| Job |
Express all of the material below as a two-column CSV with the headers text and box, one row per answer, placing each answer beside the wording it responds to. Put every field in quotes, replace line breaks with spaces, and leave the pictures out.

Recorded data:
=====

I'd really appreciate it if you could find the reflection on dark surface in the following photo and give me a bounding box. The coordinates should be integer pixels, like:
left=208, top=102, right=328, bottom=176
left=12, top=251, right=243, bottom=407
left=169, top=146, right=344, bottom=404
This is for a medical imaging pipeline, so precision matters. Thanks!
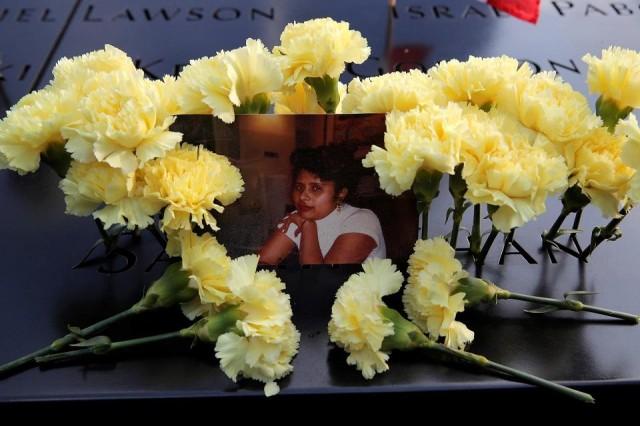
left=0, top=0, right=640, bottom=403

=====

| Solution for this problem |
text,box
"I'd really appreciate it if you could find the reflection on dark surface in the following photo and give me a bounding box. The coordinates should be integer pixels, like: left=208, top=102, right=328, bottom=176 left=12, top=251, right=243, bottom=407 left=169, top=146, right=344, bottom=404 This is for a medical imaging pipeline, so precision matters. Thanks!","left=0, top=0, right=640, bottom=403"